Task goal:
List every line in the material below that contains the string "parked".

Records from a data source
= = = = = = =

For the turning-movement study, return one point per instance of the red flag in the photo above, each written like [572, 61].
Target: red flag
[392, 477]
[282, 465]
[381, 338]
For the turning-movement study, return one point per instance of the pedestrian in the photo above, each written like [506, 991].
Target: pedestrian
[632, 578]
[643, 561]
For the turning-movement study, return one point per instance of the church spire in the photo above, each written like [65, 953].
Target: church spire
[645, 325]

= = = = = = =

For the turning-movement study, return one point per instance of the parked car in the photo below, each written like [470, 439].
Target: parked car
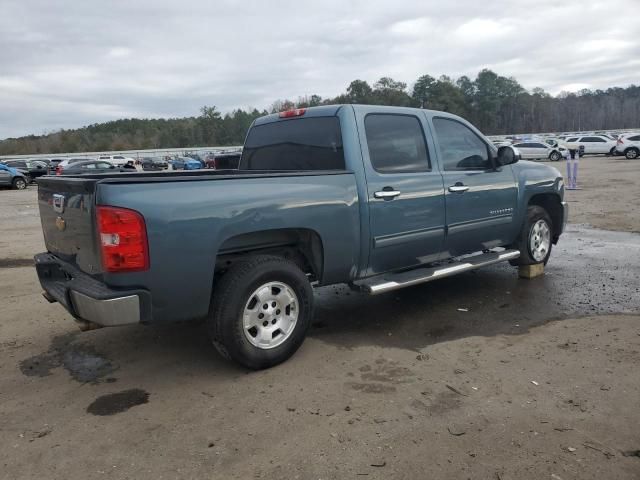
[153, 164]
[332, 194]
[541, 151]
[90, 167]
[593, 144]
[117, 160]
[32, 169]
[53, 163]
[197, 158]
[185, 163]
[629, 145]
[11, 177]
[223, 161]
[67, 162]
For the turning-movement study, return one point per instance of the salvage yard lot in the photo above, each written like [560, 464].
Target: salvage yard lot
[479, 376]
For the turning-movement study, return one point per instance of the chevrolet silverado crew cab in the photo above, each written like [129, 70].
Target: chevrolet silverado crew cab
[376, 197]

= = = = = = =

Completed task:
For the turning-movement study, return one point per instance of the parked car in the photo below, each written like [470, 439].
Target: parked car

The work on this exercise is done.